__Problem requirements__:
Quote exactly and only this range of lines in the data below: the line that holds "Query: dumbbell weight plate" to the line that holds "of the shoulder", both included.

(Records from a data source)
■ ■ ■

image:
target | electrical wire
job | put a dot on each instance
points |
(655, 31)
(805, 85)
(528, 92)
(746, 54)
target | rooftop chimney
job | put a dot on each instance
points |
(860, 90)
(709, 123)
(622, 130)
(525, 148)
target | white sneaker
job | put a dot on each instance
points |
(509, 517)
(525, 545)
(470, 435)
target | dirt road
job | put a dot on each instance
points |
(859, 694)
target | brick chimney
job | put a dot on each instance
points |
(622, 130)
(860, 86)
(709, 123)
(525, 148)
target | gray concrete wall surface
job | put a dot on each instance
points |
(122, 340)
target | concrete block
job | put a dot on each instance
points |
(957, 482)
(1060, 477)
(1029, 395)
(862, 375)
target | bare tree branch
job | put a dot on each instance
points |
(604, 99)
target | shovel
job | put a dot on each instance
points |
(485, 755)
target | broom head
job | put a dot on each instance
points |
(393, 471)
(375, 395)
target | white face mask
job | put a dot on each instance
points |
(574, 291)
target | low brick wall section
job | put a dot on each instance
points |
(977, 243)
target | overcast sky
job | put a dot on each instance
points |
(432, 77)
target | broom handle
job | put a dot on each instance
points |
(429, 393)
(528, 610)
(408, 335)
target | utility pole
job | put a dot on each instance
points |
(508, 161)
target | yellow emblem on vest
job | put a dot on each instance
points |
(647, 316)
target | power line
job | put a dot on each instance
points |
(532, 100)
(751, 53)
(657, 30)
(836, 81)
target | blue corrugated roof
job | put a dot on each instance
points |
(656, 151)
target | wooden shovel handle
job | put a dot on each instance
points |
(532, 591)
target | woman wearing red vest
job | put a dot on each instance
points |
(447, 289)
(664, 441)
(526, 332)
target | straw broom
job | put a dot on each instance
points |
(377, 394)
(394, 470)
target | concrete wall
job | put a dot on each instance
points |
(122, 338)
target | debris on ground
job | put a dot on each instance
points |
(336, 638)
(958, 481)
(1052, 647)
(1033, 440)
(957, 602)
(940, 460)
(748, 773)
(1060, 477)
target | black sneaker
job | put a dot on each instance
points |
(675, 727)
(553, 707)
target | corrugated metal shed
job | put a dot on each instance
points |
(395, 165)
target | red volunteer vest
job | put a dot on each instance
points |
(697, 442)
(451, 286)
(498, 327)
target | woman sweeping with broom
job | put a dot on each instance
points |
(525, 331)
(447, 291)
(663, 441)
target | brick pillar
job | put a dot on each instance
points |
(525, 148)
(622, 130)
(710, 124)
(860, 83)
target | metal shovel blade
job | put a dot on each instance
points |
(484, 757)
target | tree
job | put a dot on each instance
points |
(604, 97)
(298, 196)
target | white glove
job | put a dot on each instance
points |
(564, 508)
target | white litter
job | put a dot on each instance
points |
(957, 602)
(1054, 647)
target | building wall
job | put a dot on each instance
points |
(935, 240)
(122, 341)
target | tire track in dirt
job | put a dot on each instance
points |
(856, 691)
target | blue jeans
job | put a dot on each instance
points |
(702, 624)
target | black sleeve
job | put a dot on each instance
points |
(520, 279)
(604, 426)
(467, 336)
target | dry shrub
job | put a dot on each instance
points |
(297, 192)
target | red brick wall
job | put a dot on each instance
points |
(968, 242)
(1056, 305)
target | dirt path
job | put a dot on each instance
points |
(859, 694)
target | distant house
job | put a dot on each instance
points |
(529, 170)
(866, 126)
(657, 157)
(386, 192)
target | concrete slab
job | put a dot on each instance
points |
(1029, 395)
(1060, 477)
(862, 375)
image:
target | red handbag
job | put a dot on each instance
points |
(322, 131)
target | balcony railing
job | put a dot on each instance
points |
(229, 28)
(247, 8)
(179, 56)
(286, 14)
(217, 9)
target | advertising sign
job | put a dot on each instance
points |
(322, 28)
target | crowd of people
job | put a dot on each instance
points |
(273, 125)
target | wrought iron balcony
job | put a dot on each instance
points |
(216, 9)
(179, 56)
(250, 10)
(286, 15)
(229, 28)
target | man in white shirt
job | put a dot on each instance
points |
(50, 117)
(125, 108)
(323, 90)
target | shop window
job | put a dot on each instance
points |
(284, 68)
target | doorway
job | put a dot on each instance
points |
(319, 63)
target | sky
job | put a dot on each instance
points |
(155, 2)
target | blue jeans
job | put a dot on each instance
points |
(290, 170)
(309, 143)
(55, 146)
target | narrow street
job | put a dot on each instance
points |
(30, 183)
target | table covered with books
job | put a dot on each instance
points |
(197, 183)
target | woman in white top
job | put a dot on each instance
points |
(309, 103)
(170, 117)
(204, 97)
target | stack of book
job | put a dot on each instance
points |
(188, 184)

■ ■ ■

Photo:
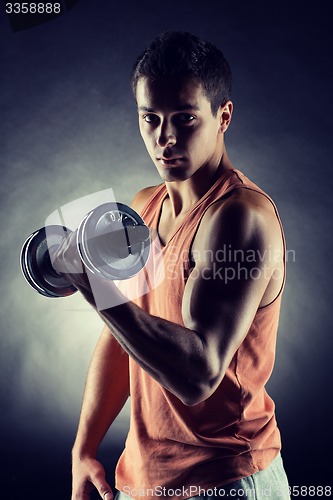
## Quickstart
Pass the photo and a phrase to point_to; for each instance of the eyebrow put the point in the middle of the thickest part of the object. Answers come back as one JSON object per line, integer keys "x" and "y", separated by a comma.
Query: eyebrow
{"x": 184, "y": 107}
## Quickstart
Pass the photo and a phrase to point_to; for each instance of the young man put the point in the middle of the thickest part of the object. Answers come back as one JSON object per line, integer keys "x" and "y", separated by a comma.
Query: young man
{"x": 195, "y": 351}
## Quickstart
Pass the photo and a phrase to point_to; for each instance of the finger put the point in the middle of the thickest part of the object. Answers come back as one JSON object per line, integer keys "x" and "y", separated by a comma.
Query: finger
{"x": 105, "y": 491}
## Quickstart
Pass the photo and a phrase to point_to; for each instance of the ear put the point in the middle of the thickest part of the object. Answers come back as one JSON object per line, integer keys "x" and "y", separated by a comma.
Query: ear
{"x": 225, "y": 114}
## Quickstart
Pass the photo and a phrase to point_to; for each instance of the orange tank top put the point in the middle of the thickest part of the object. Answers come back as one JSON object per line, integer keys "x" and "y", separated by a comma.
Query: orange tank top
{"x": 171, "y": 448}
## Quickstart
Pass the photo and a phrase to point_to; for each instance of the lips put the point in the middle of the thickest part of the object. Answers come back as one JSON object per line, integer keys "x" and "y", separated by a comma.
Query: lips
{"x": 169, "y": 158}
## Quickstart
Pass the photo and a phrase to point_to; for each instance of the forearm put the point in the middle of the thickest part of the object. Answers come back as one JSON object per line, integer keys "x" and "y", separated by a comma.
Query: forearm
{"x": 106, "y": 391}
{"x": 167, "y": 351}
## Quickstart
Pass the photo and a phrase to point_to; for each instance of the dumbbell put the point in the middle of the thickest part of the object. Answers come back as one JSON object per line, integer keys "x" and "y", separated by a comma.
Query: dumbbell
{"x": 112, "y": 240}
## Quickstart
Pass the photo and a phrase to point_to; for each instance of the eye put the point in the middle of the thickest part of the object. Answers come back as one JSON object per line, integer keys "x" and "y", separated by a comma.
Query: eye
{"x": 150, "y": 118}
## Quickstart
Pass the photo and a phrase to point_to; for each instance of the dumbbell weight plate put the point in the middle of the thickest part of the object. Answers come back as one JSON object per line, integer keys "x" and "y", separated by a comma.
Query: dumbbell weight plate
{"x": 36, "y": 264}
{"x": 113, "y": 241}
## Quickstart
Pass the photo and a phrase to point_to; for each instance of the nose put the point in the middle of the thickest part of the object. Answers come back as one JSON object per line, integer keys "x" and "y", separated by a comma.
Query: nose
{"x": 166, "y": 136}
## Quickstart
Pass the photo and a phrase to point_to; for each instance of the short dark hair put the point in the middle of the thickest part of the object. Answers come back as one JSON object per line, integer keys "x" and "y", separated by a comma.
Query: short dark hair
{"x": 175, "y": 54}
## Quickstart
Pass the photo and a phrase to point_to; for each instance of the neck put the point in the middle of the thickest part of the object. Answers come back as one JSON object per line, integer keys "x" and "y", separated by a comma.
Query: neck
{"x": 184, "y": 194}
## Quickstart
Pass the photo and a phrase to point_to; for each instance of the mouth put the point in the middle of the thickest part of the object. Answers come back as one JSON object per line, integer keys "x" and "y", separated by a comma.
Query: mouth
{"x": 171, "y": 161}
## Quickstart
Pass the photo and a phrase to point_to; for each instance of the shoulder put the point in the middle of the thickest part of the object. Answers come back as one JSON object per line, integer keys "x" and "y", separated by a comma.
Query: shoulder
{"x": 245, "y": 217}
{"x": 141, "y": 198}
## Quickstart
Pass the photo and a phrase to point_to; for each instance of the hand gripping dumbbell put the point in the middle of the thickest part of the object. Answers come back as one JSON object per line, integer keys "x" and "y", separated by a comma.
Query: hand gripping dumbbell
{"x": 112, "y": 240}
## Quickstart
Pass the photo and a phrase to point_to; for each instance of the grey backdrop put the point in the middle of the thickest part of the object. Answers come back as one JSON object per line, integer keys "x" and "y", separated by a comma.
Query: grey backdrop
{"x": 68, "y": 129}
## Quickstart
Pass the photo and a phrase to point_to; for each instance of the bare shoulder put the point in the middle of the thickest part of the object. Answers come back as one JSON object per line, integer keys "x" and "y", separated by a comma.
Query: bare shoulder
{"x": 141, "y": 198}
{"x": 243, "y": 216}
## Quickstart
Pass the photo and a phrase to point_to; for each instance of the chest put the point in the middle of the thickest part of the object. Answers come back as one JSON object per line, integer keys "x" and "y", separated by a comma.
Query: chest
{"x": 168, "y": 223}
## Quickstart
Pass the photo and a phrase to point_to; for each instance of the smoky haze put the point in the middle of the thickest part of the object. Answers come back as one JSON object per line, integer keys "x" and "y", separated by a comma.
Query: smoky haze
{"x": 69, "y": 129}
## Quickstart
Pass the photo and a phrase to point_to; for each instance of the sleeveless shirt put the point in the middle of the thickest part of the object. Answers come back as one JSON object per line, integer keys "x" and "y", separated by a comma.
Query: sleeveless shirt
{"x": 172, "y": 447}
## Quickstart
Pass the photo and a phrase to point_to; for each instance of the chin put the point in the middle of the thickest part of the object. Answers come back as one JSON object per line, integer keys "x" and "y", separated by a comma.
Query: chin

■ ■ ■

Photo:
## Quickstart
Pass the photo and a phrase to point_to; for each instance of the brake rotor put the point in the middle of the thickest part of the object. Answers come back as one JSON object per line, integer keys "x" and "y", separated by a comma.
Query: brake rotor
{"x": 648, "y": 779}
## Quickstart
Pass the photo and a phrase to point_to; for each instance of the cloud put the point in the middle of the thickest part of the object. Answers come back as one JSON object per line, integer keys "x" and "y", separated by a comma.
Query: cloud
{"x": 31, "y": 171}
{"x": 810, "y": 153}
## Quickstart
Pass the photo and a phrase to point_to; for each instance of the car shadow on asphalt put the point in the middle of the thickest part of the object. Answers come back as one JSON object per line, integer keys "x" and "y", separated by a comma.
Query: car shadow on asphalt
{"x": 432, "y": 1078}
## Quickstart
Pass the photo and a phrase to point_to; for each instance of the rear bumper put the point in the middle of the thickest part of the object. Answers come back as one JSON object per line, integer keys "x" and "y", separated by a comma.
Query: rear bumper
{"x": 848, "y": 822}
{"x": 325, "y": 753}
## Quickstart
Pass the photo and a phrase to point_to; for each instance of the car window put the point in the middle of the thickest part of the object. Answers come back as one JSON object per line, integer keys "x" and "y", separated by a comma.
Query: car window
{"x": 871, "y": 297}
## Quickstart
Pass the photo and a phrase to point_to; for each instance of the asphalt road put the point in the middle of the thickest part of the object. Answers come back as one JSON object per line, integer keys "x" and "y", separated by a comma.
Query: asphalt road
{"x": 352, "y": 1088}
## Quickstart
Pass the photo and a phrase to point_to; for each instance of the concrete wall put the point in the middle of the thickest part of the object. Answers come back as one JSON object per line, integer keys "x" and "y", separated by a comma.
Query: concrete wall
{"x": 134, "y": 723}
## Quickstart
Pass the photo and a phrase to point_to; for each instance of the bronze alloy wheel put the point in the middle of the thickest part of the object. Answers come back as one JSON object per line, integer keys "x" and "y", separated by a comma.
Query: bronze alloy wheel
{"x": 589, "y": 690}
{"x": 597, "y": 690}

■ ■ ■

__The completed task__:
Query: dumbbell weight plate
{"x": 36, "y": 264}
{"x": 113, "y": 241}
## Quickstart
Pass the photo and a phrase to point_to; for each instance of the nose put the point in the middle of the thickest part of the object. Answers come back as one JSON object per line, integer keys "x" and "y", separated by a comma.
Query: nose
{"x": 166, "y": 136}
## Quickstart
Pass the photo and a phrase to point_to; for each instance of the short dark hair put the point in the middle of the thickest part of the object. Answers come back as one JSON object per line, integer keys "x" and "y", separated by a comma.
Query: short dark hair
{"x": 175, "y": 54}
## Quickstart
Pass the photo and a phrase to point_to; for each instance of the neck put the point in the middle of the thickest part of the object. Answers come back as one JSON object per line, integer keys "x" and "y", separated by a comma.
Query: neck
{"x": 184, "y": 194}
## Quickstart
Pass the photo and a phrase to point_to; for each instance of the mouth put the point in the middle of the thickest part of the object. Answers come back as one JSON object per line, integer keys "x" and "y", separated by a comma.
Query: mouth
{"x": 171, "y": 161}
## Quickstart
Pass the photo and a phrase to point_to; for each instance of the shoulder put the point in the middle of the thickest part of the object. Answers come back as one JSON object per line, integer keys "x" and "y", separated by a comma.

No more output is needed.